● **Texto em estudo**:
Como vimos, em crónica anterior, de 16 de Fevereiro de 2007, a janela de Mértola ou de Soror Mariana Alcoforado está actualmente situada no extremo do corredor do 2º piso do Museu Regional de Beja (MRB). No extracto de uma planta de 1870 que publicámos, em primeira-mão, na Iconografia de 20 de Junho de 1997, podemos vê-la na posição exacta que ocupava no extremo sudeste do convento da Conceição, virada para as portas romanas de Mértola. Dela viam-se, naturalmente, as duas grandes torres de protecção da entrada romana, assim como o grande túnel desta, integrado numa torre mais recuada, unida com as anteriores através de dois paramentos curvilíneos da muralha. Eram também visíveis as capelas de Nª Sra. dos Anjos e de Sto. António, mais as estruturas elevadas dos conventos de Nª. Sra. da Esperança e de S. Francisco.

Como sugerimos na crónica anterior, caso a janela venha um dia a ser desafectada das desconexas estruturas de madeira que escamoteiam as suas grades de ferro, será necessário contextualizá-la com uma pequena, sucinta e clara, exposição documental (enquadramento que já existiu, há pouco mais de vinte anos, organizado no final do anos sessenta do século passado, pelo então director da instituição, dr. António Belard da Fonseca). Exposição que deverá relembrar também os investigadores bejenses Manuel Ribeiro (Albernoa) e A. Belard da Fonseca (Beja) que trouxeram, respectivamente, para o debate da autenticidade portuguesa das “Lettres Portugaises”, documentação inédita e uma alegação ímpar, imprescindíveis como complemento da “Soror Marianna – A Freira Portugueza” de Luciano Cordeiro.

Um museu tem muitas vidas, assim como as colecções que nele se intentam preservar. O de Beja, instalado nos restos recuperados do Convento da Conceição (recuperados, isto é, dramaticamente conservados pela Direcção Geral dos Edifícios e Monumentos Nacionais, porque se se atende aos azulejos - e destes nem vale a pena falar, tal é o seu estado de degradação, nomeadamente na quadra do Evangelista - não se atende à talha dourada da igreja conventual, ou à cobertura do edifício, nem à pintura mural. Um problema de conservação, gravíssimo, por resolver num monumento único em Portugal, que só por si, já tantos o têm dito, é um autêntico museu), já passou por toda a espécie de experiências museológicas, mesmo daquelas, ainda hoje visíveis, que pertencem a um tempo em que não se falava, tal como hoje se fala em profusão, da nova museologia. Embora os conceitos da nova museologia, quando aplicados a um edifício concebido de raíz para albergar um museu com determinado acervo, não constituam um embuste e sejam de facto necessários, encontram entraves naturais quando impostos a um espaço impregnado de memória-história, como é o caso do convento da Conceição.

● **Tarefa a realizar 1**: Reproduza o trecho da crónica sobre o Museu Regional de Beja de "Como vimos, em" a "de S. Francisco.".
● **Tarefa a realizar 2**: Dê seguimento à crónica sobre o Museu Regional de Beja, escrevendo o que vem depois da sua última frase.

● **Dados de origem**:
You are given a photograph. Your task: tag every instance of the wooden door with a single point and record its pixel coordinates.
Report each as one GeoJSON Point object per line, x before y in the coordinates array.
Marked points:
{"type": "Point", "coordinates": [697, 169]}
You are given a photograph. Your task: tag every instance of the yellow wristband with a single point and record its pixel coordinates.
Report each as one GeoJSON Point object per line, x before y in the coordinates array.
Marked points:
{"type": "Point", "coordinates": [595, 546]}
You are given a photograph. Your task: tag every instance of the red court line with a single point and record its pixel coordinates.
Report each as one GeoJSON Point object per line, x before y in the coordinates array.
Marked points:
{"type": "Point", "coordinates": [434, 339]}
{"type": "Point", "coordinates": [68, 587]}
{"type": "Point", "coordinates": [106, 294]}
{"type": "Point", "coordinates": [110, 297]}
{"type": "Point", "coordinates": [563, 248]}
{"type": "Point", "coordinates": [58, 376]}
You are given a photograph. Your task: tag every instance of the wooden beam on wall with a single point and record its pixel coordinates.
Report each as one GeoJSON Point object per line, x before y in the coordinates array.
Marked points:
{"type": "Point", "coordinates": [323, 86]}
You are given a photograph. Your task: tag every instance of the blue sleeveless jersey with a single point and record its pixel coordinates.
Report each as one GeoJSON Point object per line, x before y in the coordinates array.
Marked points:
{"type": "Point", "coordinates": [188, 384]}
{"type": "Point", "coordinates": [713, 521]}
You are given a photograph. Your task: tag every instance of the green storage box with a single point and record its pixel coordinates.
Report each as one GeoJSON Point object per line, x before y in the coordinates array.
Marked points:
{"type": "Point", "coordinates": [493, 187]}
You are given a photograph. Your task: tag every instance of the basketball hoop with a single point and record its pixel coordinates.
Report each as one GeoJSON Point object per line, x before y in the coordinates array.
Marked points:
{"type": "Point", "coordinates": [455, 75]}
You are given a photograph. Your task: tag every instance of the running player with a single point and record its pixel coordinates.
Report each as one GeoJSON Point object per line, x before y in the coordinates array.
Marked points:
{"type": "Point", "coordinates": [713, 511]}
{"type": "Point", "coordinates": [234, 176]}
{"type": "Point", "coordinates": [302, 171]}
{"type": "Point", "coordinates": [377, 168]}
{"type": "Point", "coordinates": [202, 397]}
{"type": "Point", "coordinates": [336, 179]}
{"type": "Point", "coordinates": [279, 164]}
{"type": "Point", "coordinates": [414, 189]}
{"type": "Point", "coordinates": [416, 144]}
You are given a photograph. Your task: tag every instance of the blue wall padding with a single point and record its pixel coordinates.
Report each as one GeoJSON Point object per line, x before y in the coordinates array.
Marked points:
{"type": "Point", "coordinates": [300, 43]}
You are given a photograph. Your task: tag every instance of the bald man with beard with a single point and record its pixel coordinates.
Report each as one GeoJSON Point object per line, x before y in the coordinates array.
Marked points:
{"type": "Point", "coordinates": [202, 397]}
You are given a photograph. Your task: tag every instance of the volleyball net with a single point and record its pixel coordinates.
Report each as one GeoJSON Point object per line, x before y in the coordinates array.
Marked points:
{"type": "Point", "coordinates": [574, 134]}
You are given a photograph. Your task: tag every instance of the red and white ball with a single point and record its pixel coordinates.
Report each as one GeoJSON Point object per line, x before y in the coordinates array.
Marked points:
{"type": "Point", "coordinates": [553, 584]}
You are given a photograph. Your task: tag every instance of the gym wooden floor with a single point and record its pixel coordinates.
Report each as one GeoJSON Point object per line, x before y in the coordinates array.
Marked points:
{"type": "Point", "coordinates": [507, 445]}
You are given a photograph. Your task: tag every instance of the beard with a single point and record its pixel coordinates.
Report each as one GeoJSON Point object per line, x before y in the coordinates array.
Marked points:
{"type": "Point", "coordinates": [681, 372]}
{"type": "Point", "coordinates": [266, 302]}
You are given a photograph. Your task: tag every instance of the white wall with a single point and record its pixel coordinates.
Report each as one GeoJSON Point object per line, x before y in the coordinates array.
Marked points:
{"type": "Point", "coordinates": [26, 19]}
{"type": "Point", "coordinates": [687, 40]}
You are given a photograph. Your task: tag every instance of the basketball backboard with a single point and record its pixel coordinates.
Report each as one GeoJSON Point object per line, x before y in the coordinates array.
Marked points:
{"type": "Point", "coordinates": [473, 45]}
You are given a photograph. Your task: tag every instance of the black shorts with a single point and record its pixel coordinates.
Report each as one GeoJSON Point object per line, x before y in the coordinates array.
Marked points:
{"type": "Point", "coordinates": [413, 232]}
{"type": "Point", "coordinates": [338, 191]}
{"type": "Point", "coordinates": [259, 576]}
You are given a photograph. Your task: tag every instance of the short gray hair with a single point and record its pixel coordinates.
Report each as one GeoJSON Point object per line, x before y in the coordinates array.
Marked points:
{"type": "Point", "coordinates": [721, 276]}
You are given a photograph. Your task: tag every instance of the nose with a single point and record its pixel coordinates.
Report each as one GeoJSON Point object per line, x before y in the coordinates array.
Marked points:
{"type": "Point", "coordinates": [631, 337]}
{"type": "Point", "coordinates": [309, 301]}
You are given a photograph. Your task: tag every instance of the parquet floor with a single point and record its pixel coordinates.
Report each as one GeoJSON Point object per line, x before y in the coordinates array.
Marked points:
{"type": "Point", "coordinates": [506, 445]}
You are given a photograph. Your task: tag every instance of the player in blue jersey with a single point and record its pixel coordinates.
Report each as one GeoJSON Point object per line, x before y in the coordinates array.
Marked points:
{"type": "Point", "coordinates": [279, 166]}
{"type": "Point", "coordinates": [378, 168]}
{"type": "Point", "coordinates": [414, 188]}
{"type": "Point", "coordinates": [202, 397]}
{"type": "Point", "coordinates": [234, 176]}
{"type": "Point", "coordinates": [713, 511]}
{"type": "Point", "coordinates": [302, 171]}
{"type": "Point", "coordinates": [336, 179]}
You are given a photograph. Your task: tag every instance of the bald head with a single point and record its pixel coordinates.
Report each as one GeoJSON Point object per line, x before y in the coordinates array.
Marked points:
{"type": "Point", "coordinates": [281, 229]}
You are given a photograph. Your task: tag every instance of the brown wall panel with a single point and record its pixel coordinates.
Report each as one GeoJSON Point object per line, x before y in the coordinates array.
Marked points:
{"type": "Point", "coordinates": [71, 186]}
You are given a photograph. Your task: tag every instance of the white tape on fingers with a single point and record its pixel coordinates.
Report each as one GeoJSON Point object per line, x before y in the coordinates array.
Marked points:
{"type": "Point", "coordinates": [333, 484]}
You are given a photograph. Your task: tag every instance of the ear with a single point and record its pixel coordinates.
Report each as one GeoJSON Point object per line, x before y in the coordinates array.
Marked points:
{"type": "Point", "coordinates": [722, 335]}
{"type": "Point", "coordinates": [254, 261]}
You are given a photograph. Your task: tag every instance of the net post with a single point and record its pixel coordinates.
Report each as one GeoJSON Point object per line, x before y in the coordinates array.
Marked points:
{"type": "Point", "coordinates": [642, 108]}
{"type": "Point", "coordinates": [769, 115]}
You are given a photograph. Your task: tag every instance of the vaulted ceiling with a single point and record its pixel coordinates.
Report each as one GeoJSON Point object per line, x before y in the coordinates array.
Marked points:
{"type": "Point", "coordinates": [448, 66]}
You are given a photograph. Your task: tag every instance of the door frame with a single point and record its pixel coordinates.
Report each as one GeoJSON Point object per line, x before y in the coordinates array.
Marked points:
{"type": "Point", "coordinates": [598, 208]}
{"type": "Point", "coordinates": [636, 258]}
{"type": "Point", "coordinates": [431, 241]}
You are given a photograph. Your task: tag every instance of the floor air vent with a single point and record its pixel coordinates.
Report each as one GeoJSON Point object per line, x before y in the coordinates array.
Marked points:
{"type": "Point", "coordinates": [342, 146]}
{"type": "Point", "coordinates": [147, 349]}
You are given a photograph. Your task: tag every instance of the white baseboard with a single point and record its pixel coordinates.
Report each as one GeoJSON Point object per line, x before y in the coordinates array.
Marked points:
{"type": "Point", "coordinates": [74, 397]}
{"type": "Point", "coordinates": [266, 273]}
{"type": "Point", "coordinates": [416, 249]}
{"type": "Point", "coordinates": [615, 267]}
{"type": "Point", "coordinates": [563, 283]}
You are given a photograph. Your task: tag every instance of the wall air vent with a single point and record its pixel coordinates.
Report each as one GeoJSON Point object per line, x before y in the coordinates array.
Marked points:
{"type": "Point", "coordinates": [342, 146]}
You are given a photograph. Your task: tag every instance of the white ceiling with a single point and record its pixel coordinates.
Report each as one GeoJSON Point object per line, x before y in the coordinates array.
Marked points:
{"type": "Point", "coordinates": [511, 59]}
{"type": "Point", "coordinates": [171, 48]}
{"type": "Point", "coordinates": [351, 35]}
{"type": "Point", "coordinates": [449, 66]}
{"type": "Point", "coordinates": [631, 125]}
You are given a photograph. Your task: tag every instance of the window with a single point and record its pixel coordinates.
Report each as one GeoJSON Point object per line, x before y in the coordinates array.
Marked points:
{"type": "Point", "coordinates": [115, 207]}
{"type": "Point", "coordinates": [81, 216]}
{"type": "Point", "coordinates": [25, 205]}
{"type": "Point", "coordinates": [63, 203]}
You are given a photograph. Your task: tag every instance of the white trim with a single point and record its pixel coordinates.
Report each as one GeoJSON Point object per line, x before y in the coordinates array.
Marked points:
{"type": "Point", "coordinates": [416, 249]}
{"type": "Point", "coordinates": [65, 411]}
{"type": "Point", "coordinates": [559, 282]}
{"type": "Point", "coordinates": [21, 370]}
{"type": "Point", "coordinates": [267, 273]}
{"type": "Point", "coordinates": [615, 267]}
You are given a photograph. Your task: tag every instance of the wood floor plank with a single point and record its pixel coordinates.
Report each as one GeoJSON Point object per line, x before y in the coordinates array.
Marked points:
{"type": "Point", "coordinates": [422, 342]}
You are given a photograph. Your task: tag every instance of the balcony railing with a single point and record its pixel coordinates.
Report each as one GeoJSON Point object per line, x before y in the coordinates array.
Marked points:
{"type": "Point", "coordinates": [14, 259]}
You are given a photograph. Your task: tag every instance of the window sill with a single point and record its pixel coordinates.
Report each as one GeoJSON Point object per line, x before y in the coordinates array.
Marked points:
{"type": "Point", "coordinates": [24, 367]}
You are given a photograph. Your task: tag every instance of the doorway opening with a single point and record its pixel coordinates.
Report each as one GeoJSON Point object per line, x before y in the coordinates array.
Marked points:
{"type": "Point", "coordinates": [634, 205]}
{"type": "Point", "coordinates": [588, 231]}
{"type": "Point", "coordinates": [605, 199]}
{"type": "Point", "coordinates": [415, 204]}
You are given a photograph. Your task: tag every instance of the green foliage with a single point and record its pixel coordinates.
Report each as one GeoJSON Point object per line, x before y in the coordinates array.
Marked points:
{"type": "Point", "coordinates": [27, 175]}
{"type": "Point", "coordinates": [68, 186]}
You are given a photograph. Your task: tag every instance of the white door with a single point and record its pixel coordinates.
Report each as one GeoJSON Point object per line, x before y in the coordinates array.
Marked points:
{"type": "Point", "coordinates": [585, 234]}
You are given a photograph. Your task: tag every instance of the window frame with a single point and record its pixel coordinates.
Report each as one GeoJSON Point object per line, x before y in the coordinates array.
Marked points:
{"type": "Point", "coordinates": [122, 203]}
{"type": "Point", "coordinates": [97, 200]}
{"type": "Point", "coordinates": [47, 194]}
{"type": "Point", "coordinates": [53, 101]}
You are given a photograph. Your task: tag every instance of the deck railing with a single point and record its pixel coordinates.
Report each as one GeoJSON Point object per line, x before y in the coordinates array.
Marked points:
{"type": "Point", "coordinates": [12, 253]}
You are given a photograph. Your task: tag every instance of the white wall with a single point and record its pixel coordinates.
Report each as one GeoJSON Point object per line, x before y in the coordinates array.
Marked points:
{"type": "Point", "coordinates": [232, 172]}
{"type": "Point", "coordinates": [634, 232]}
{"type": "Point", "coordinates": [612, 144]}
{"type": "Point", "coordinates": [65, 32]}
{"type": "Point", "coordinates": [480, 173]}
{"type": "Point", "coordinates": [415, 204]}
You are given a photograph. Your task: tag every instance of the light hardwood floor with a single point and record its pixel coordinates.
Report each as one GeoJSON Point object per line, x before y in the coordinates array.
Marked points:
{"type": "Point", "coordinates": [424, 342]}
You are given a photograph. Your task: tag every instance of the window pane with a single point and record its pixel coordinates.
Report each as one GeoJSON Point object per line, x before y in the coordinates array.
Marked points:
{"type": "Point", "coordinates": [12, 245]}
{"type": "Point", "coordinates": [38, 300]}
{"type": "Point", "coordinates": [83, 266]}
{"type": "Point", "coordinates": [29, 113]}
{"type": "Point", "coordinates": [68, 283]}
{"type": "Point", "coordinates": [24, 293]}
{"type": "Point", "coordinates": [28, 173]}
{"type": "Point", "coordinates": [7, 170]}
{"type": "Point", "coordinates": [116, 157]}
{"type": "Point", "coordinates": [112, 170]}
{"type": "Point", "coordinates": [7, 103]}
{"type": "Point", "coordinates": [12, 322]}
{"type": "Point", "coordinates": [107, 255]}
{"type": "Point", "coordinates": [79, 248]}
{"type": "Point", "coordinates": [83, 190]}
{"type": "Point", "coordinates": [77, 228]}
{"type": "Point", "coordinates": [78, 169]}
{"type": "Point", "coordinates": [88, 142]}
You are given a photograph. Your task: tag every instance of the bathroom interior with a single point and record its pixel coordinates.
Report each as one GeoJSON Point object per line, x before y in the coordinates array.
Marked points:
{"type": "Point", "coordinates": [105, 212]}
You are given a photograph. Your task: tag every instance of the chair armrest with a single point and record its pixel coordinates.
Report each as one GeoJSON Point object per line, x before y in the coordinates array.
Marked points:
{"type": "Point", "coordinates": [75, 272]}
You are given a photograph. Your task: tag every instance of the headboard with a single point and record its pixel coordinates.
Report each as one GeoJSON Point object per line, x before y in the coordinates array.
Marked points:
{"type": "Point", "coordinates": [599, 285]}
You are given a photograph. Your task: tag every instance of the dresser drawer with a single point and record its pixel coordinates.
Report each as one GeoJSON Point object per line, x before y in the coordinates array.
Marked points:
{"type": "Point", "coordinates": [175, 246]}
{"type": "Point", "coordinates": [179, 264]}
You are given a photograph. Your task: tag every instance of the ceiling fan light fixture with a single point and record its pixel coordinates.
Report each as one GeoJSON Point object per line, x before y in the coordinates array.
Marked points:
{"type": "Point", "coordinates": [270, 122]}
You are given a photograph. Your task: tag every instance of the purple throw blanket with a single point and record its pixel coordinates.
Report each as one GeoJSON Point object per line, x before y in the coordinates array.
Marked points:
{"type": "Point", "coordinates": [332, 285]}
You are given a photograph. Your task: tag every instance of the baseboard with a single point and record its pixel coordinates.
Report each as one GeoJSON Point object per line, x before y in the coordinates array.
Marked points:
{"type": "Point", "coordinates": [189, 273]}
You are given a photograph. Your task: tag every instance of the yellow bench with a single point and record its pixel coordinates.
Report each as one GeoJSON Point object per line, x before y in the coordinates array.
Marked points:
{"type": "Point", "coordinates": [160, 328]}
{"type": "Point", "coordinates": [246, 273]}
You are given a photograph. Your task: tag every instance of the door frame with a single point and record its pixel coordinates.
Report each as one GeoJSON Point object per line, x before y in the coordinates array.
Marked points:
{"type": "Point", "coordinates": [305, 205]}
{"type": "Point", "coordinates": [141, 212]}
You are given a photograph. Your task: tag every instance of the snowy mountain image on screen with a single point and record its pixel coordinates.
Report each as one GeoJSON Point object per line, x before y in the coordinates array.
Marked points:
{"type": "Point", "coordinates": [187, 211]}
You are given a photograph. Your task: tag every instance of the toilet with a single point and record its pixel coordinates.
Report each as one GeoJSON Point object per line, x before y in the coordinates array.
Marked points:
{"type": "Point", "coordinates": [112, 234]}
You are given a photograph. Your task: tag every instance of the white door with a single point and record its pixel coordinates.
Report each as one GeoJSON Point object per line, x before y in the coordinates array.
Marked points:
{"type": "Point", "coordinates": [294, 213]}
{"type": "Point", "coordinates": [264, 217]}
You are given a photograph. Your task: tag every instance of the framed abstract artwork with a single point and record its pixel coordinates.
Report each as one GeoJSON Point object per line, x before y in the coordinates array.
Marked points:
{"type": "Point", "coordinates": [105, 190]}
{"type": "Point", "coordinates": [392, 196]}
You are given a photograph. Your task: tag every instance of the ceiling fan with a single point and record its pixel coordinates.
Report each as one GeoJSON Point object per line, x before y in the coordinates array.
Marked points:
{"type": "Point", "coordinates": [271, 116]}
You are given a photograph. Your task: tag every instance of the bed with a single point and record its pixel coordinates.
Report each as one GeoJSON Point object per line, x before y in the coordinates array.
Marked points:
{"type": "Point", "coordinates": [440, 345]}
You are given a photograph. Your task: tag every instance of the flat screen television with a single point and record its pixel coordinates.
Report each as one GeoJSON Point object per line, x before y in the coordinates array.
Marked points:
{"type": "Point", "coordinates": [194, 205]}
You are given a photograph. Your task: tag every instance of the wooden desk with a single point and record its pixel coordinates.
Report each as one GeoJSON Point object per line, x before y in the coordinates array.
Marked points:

● **Resposta ao exercício 1**:
Como vimos, em crónica anterior, de 16 de Fevereiro de 2007, a janela de Mértola ou de Soror Mariana Alcoforado está actualmente situada no extremo do corredor do 2º piso do Museu Regional de Beja (MRB). No extracto de uma planta de 1870 que publicámos, em primeira-mão, na Iconografia de 20 de Junho de 1997, podemos vê-la na posição exacta que ocupava no extremo sudeste do convento da Conceição, virada para as portas romanas de Mértola. Dela viam-se, naturalmente, as duas grandes torres de protecção da entrada romana, assim como o grande túnel desta, integrado numa torre mais recuada, unida com as anteriores através de dois paramentos curvilíneos da muralha. Eram também visíveis as capelas de Nª Sra. dos Anjos e de Sto. António, mais as estruturas elevadas dos conventos de Nª. Sra. da Esperança e de S. Francisco.

● **Resposta ao exercício 2**:
Se actualmente o que resta do convento é, apesar da sua singularidade monumental, somente uma parte do antigo cenóbio e se a janela de Mértola, trasladada do seu local original, é o documento chave para a maioria dos admiradores das Cartas Portuguesas, atribuídas à religiosa que nele viveu e morreu, falta reorganizar, em conformidade com a história local, nacional e internacional (vale a pena relembrar o estatuto internacional das cartas portuguesas, com mais de 600 edições, entre periódicos e não periódicos, traduzidas para mais de trinta idiomas da América, Ásia e Europa, desde 1669 até aos nossos dias), e com os novos ditames museológicos, o espaço em torno da janela mais visitada do Alentejo (porque, do país, deve ser a janela manuelina do convento de Cristo, em Tomar, objecto - desde que o turismo é turismo, e, Portugal, a sede dos descobrimentos marítimos da era moderna - de muito maior publicidade). E não há que temer em se fazer uma coisa em grande, em Beja, no Museu, sobre Mariana Alcoforado, independentemente das conjecturas que os detractores da autenticidade portuguesa das Cartas possam utilizar.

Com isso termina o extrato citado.